= Problem statement =
Repeat, please, only the lines from the top of the data down to the line with "box: [110, 218, 172, 298]"; include both of those lines.

= Exercise inputs =

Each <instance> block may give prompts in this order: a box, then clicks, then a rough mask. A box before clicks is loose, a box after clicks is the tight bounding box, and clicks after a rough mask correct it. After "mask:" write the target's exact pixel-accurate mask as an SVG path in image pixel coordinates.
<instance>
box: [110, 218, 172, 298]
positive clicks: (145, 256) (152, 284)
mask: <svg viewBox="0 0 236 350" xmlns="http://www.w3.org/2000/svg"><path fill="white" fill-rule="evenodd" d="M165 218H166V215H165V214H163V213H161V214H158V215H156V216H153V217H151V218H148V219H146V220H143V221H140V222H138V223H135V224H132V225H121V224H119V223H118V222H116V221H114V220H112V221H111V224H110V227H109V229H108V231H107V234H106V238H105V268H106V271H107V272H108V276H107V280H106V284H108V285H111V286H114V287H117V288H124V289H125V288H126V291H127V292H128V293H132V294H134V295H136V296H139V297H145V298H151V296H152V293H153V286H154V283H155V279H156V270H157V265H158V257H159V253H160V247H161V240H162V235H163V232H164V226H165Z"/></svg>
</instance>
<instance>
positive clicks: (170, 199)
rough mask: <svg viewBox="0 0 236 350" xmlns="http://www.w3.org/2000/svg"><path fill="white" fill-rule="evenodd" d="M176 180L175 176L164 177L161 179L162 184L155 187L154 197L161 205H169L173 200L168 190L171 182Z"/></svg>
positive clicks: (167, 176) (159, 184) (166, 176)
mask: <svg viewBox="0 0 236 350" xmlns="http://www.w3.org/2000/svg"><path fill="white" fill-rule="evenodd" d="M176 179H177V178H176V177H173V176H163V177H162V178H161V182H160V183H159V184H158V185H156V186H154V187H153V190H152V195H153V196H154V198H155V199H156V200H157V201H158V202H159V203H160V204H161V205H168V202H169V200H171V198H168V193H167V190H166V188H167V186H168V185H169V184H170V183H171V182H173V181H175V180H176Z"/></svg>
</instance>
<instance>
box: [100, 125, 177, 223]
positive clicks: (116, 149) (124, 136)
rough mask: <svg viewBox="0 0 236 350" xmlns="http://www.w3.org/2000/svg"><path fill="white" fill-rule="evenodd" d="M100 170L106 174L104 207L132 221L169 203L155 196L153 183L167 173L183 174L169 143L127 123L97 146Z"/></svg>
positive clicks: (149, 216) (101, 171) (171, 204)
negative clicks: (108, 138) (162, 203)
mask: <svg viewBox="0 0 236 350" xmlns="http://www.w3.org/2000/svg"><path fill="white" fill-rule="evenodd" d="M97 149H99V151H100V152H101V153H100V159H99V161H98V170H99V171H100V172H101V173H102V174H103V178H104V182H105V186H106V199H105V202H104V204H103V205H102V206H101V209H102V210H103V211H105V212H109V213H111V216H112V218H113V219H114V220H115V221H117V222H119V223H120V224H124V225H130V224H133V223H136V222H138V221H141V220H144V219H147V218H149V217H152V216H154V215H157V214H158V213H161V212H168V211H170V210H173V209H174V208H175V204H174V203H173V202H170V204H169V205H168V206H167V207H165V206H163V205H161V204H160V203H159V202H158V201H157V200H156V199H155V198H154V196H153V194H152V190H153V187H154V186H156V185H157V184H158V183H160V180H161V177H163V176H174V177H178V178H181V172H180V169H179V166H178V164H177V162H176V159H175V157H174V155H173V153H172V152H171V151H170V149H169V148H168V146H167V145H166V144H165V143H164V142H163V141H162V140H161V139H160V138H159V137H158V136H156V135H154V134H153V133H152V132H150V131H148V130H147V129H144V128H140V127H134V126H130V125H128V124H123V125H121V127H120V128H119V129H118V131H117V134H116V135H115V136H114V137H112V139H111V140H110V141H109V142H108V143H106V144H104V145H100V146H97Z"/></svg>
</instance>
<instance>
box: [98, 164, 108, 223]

= Final answer =
Each <instance> block may give prompts in this order: a box, then clicks, then a rough mask. A box before clicks is loose, a box after clicks is the tight bounding box, and clicks after a rough mask correct it. After "mask:" write the target's exact pixel-accurate mask as an SVG path in image pixel coordinates.
<instance>
box: [110, 218, 172, 298]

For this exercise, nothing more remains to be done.